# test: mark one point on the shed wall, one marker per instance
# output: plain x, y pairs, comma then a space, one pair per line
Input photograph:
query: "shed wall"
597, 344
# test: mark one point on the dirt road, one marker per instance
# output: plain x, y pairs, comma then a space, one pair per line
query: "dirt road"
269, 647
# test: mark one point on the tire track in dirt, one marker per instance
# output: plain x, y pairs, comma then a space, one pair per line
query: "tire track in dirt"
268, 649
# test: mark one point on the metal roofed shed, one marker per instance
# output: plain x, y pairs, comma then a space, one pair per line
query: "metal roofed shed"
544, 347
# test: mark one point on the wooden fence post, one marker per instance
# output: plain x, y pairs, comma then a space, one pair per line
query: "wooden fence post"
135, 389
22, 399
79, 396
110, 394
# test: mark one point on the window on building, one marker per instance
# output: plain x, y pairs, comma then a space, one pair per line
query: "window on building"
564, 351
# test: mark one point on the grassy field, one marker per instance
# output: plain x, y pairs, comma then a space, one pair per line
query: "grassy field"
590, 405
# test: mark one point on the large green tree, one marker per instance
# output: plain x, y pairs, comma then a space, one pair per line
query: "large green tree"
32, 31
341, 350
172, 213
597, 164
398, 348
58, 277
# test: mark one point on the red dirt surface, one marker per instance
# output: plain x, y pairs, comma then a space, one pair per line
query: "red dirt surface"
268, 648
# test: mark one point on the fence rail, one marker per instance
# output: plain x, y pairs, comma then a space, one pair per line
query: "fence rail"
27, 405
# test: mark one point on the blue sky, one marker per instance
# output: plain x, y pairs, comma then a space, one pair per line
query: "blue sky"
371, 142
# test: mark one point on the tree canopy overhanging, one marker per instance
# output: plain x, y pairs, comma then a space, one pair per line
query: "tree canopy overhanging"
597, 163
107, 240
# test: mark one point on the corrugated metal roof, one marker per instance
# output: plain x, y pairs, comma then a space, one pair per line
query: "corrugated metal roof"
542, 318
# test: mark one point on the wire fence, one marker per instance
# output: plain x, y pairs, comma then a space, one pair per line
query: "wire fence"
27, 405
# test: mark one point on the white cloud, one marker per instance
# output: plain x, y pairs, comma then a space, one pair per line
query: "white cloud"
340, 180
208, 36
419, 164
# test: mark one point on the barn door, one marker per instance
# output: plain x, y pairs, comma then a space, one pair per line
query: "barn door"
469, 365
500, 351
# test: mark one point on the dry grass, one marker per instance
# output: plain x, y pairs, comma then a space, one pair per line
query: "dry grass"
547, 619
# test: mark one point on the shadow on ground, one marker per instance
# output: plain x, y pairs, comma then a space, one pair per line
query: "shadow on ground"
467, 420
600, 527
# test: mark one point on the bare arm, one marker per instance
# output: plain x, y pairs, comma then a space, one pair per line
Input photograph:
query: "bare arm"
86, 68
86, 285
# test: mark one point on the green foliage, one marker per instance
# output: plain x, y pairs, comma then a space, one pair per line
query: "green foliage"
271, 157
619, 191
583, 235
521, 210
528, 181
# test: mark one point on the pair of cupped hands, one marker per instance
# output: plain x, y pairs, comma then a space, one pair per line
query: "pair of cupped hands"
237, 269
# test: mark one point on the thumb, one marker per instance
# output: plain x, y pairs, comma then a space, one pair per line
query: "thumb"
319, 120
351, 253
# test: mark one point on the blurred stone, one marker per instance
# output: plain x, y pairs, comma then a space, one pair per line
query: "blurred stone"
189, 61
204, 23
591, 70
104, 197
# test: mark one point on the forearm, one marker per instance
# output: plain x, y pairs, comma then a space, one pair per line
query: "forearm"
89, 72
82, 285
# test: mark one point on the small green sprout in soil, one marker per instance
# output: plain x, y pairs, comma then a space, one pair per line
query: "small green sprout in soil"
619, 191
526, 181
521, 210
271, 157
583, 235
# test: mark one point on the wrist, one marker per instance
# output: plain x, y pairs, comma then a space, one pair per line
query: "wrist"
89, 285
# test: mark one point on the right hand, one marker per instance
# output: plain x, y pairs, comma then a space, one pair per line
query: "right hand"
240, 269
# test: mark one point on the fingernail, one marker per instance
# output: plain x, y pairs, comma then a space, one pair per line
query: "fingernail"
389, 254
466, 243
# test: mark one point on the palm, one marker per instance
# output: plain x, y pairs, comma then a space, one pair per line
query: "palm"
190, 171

■ ■ ■

WHAT THE EXERCISE ASKS => Copy the stretch from the line containing "# test: mark one point on the right" through the end of the records, keeping every line, and shift each coordinate in the answer points up by 126.

ANSWER FOR THE TASK =>
# test: mark one point on the right hand, one marker per instance
# output: plain x, y pairs, comma then a space, one pair per line
query: "right hand"
366, 395
# test: mark one point on the fingernail, one marker per instance
# output: plain x, y pairs, comma then a space, one pair per line
query: "fingernail"
515, 380
592, 369
# test: mark one point on the palm, one marker per instance
# output: plain x, y pairs, comma then a space, one pair per line
query: "palm"
316, 297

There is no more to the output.